* _Try it_
Print each of the entries exactly, leaving nothing out.

(Collected data entries)
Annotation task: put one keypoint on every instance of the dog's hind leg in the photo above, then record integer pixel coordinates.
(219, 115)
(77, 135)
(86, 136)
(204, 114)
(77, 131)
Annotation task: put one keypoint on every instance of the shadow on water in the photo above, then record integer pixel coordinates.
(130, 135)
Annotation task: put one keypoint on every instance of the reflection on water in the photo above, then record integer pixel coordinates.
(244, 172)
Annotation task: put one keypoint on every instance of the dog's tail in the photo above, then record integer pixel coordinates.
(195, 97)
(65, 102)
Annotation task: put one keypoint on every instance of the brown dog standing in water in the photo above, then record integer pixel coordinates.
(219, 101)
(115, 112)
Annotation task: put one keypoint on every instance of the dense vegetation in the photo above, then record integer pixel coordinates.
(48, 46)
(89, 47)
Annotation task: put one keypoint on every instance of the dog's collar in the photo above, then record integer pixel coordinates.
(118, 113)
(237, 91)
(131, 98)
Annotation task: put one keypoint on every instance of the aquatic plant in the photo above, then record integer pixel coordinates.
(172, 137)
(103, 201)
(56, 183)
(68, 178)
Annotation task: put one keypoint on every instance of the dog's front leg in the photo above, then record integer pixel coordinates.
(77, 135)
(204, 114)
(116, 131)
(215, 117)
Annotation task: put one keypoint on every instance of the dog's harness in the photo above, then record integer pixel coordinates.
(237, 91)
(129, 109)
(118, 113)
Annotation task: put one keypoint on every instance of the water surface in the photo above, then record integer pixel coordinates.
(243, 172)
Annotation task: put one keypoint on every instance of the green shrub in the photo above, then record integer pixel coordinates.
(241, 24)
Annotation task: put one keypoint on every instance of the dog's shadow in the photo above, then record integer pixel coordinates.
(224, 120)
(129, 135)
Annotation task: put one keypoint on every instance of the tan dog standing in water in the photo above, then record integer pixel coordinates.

* _Response to this task_
Annotation task: put one keypoint on every instance of the dog's hind leg in the photo above, then record integer pixel coordinates.
(219, 115)
(77, 135)
(86, 136)
(204, 114)
(77, 131)
Annotation task: put one keypoint on every instance of the shadow on water in the photo above, then record integer pixel coordinates.
(130, 135)
Annotation task: put one keypoint on every instance of the reflection on water in the photo above, then record integer pixel coordinates.
(244, 172)
Annotation task: put one keypoint on every instance of the dog's tail in the photo above, then record integer pixel coordinates.
(195, 97)
(65, 102)
Annotation task: put one keypoint on every instance of the brown dog standing in water in the photo above, then record integer pixel coordinates.
(219, 101)
(115, 112)
Annotation task: put one keypoint on every instance of the dense vegetation in the photo above, then record integer pixel coordinates.
(48, 46)
(89, 47)
Annotation task: put one keypoint on every instance of the dog's collar in the photo above, then record integer pixel coordinates.
(118, 113)
(237, 91)
(131, 98)
Annotation task: put one keypoint on every instance of the aquatic plant in the photo above, then record integer pixel coordinates.
(172, 137)
(103, 201)
(56, 183)
(68, 178)
Annotation task: put one keypoint on every instance of the dog's front leg in the photo above, then record integer pixel coordinates.
(77, 135)
(204, 114)
(116, 131)
(215, 117)
Annotation task: put one keypoint on every instance of the dog's harness in the photo above, then record integer pixel coordinates.
(237, 91)
(129, 109)
(118, 113)
Annotation task: put one keypoint on every instance of the water surface in the photo above, then record integer pixel coordinates.
(243, 172)
Annotation task: put one keypoint on every instance of the green shrub in the photo above, then record integer pixel coordinates.
(241, 24)
Annotation task: put one keypoint on every instance of the dog's shadow in the photo above, then record integer pixel coordinates.
(224, 120)
(129, 135)
Annotation task: put one keypoint on every instance of the tan dog standing in water in the photo above, then record integer pixel coordinates.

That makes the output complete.